Dataset excerpts:
※ ※ ※

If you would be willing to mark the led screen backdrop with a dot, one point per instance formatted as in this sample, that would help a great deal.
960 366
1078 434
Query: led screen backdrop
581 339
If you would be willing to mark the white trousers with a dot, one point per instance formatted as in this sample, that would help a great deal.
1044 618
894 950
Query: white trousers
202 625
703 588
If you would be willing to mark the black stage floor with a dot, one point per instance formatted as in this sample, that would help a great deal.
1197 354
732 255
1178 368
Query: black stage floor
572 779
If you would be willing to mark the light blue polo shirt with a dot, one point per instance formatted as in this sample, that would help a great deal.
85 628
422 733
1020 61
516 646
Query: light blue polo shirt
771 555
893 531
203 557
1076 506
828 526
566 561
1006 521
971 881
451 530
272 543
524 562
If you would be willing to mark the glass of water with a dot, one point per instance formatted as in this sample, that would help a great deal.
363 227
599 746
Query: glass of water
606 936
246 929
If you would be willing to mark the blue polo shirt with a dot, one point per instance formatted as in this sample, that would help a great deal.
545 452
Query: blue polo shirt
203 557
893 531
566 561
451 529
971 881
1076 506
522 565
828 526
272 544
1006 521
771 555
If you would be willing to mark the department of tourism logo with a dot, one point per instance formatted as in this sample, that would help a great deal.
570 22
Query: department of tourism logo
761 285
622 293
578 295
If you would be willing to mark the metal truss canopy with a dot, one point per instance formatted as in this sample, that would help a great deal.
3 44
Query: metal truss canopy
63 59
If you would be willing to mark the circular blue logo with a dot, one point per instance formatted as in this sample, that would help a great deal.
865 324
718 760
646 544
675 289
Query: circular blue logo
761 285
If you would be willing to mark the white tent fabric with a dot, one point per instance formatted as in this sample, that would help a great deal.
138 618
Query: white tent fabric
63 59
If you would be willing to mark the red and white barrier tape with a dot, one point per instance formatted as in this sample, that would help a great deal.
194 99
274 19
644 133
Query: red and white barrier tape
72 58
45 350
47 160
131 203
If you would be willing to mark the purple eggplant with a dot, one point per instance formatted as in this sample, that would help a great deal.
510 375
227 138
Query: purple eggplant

※ ※ ※

Copy the records. Each line should match exactly.

If you would be willing to mark the led screen backdrop with a dot, one point per instance formatted as in this sample, that would help a great deal.
960 366
1078 434
Query: led screen backdrop
581 339
If you would be willing to mark the white trousers with a dot, one point per instance formatted as in this sample, that would help a great deal.
1044 618
894 950
Query: white trousers
202 625
703 588
If you would be willing to mark the black stage floor with a dot, one point per instance formatted as in this sample, that would help a great deal.
1197 354
732 255
1178 368
Query: black stage floor
572 779
If you would be willing to mark the light blue polo shirt with a dot, one point per instance formatted as in this sample, that would help a great deal.
85 628
422 733
1020 61
516 646
Query: light blue polo shirt
771 555
893 531
203 557
1076 506
828 526
566 561
1006 521
971 881
451 530
272 543
524 562
If you would be willing to mark the glass of water with a dot, one point per instance formatted as in this sample, that would help a great deal.
363 227
599 746
Query: glass of water
606 936
246 929
If you would be willing to mark the blue polo shirt with a dot, one point per instance formatted as in this sample, that would help a great deal.
545 452
Query: blue polo shirt
203 557
893 531
566 561
451 529
971 881
1076 506
522 565
828 526
272 544
1006 521
771 555
If you would be willing to mark the department of tourism logo with a dot, one point per instance formatted as in this sample, that would help a great deal.
570 22
Query: department of tourism logo
761 285
622 293
578 295
If you would be willing to mark the metal truss canopy with a dot, one point per instance formatted as in this sample, that would help a great deal.
3 44
Query: metal truss canopy
63 59
If you would be willing to mark the circular blue logo with a dot, one point per instance formatted as in this sample, that would help a great deal.
865 324
718 760
646 544
675 289
Query: circular blue logo
761 285
If you would be willing to mark the white tent fabric with a dot, one point per instance formatted as in this sample, that would help a great deal.
138 618
Query: white tent fabric
63 59
If you would be willing to mark the red and white barrier tape with a dot, one point per instance formatted as in this sample, that would help a great deal.
194 99
274 19
644 133
Query: red and white barrier tape
72 58
45 350
47 160
131 203
If you would be willing to mark the purple eggplant with a dot, one point per instance formatted as in this sample, that would help a great deal.
510 375
227 138
Query: purple eggplant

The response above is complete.